• Dataset extract:
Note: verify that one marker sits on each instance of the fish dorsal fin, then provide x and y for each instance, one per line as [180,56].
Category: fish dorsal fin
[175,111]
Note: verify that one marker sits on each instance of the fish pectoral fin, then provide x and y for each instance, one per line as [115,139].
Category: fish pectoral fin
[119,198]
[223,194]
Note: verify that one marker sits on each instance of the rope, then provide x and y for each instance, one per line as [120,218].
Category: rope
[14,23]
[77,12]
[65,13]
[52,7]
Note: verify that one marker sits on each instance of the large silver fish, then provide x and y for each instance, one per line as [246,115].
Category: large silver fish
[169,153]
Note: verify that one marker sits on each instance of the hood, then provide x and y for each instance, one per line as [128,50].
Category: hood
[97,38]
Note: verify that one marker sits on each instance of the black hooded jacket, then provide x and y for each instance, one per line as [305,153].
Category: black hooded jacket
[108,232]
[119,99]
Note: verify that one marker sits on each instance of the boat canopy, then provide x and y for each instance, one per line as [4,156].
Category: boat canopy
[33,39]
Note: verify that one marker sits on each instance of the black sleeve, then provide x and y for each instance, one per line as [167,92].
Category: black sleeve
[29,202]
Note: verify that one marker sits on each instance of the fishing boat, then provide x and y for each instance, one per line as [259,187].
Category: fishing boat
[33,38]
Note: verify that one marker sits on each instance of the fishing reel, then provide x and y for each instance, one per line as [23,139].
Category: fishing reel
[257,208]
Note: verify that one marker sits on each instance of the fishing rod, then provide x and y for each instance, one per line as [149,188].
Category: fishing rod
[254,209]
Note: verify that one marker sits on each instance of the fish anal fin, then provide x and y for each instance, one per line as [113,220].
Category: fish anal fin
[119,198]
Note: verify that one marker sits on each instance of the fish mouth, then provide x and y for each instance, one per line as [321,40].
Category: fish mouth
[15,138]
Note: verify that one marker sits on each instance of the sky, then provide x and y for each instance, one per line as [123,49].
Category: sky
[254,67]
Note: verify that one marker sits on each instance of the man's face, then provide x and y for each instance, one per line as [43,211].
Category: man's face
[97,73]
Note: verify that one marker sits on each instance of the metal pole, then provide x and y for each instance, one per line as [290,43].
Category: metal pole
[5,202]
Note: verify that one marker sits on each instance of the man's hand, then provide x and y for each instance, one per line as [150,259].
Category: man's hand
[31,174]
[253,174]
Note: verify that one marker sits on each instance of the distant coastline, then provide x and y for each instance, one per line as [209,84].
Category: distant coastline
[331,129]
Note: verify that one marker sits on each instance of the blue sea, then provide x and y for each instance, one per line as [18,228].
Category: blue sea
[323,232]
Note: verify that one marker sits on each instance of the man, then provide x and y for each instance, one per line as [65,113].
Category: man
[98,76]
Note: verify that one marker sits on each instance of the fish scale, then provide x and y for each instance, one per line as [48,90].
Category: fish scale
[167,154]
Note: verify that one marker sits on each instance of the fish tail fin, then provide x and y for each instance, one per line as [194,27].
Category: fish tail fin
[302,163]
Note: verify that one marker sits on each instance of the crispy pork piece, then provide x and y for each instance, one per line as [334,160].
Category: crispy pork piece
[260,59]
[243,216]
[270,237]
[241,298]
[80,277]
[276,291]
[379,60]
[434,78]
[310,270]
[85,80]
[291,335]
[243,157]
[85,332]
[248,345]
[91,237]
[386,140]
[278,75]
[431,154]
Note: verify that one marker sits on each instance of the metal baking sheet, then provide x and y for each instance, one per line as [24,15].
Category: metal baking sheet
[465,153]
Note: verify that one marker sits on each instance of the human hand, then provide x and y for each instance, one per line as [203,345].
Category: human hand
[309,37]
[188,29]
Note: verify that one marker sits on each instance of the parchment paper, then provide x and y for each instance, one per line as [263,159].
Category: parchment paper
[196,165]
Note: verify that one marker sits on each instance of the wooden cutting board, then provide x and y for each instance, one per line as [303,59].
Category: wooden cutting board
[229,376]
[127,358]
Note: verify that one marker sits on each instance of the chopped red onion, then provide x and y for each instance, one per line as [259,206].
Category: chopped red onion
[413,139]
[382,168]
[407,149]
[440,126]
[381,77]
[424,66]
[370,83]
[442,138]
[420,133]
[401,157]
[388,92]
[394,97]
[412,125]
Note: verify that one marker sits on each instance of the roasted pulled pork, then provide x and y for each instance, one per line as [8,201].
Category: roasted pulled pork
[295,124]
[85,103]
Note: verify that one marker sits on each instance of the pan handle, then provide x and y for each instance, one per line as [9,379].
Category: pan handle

• Stated problem: Your task is to reproduce all of the records exactly.

• Solution below:
Note: verify that one marker sits on each instance of the fish dorsal fin, then provide x and y for each instance, one per line as [180,56].
Category: fish dorsal fin
[175,111]
Note: verify that one marker sits on each instance of the fish pectoral fin, then provide x and y for each instance, one per line as [115,139].
Category: fish pectoral fin
[119,198]
[223,194]
Note: verify that one marker sits on each instance of the rope, then provide x and y for each instance, one per line as [120,218].
Category: rope
[14,23]
[77,12]
[65,13]
[52,7]
Note: verify that one marker sits on each instance of the large silver fish, then provide x and y for each instance, one per line as [246,115].
Category: large silver fish
[169,153]
Note: verify that one marker sits on each instance of the hood, then provide x and y for each instance, one per line as [128,50].
Category: hood
[97,38]
Note: verify that one marker sits on each instance of the black hooded jacket, then provide x and y for each instance, one per line as [305,153].
Category: black hooded jacket
[108,232]
[119,99]
Note: verify that one marker sits on each instance of the boat canopy, then provide x and y for each instance, one per line as [4,156].
Category: boat canopy
[33,39]
Note: verify that one marker sits on each instance of the black sleeve, then provide x and y for each instance, one per line as [167,92].
Category: black sleeve
[29,202]
Note: verify that one marker sits on each instance of the fishing boat, then provide x and y for each instance, one per line as [259,187].
Category: fishing boat
[33,38]
Note: verify that one marker sits on each instance of the fishing reel, then provide x and y for each instance, one per line as [23,139].
Category: fishing reel
[257,208]
Note: verify that one marker sits on each instance of the fishing rod, then provide x and y for each instance, one per line as [149,188].
Category: fishing rod
[254,209]
Note: verify that one marker sits on each instance of the fish anal fin, then provide x and y for each instance, one per line as [113,220].
Category: fish anal fin
[119,198]
Note: verify that one marker sits on each instance of the fish mouth, then provide x and y for each instance, one per line as [321,40].
Category: fish mouth
[15,138]
Note: verify that one marker sits on each instance of the sky, then provide x and y for each instance, one per line as [123,49].
Category: sky
[254,67]
Note: verify that one marker sits on each instance of the man's face, then provide x and y for each instance, one per line as [43,211].
Category: man's face
[97,73]
Note: verify that one marker sits on each instance of the metal pole, then provide x and y for each instance, one per line as [290,43].
Category: metal pole
[5,202]
Note: verify that one marker sits on each instance of the man's hand, then provide x and y for each instance, one per line as [150,259].
Category: man's hand
[31,174]
[253,174]
Note: verify that one marker sits on each instance of the distant coastline, then provide x and y for each instance, one per line as [209,84].
Category: distant coastline
[331,129]
Note: verify that one marker sits on each instance of the blue sea, then provide x and y for each instance, one per line as [18,228].
Category: blue sea
[323,232]
Note: verify that one marker sits on each instance of the man, then provide x and y for each instance, one per line as [65,113].
Category: man
[98,76]
Note: verify that one marker sits on each instance of the fish scale, then provide x and y for each instance, one per line as [48,90].
Category: fish scale
[167,154]
Note: verify that one marker sits on each instance of the fish tail fin, then provide x and y for each instance, one per line as [194,27].
Category: fish tail fin
[302,163]
Note: verify that one marker sits on each instance of the crispy pork piece, then provide x and y for each instance, one per line as [334,160].
Category: crispy pork piece
[260,59]
[243,216]
[270,237]
[241,298]
[80,277]
[276,291]
[379,60]
[434,78]
[310,270]
[85,80]
[291,335]
[243,157]
[85,332]
[248,345]
[91,237]
[386,140]
[278,75]
[431,154]
Note: verify that one marker sits on each instance of the metal baking sheet, then provide x and y for each instance, one per line as [24,15].
Category: metal baking sheet
[465,153]
Note: verify that one marker sits on each instance of the human hand, then provide x and y for each instance, one per line as [203,345].
Category: human hand
[309,37]
[188,29]
Note: verify that one marker sits on each instance of the parchment paper, then provide x and y for each instance, one per line as [263,159].
Category: parchment paper
[196,165]
Note: verify that one marker sits on each instance of the wooden cutting board, then provide x and y for each instance, one per line as [303,59].
Category: wooden cutting board
[229,376]
[127,358]
Note: verify that one marker sits on each instance of the chopped red onion, then provide x and y for each instance, one per line as [259,206].
Category: chopped red onion
[413,139]
[382,168]
[407,149]
[440,126]
[381,77]
[424,66]
[370,83]
[442,138]
[420,133]
[401,157]
[388,92]
[394,97]
[412,125]
Note: verify that one marker sits on each instance of the roasted pulled pork, then provide x and y for each instance, one per line as [8,201].
Category: roasted pulled pork
[295,124]
[85,103]
Note: verify that one marker sits on each instance of the pan handle, then provide x and y for each instance, one per line as [9,379].
Category: pan handle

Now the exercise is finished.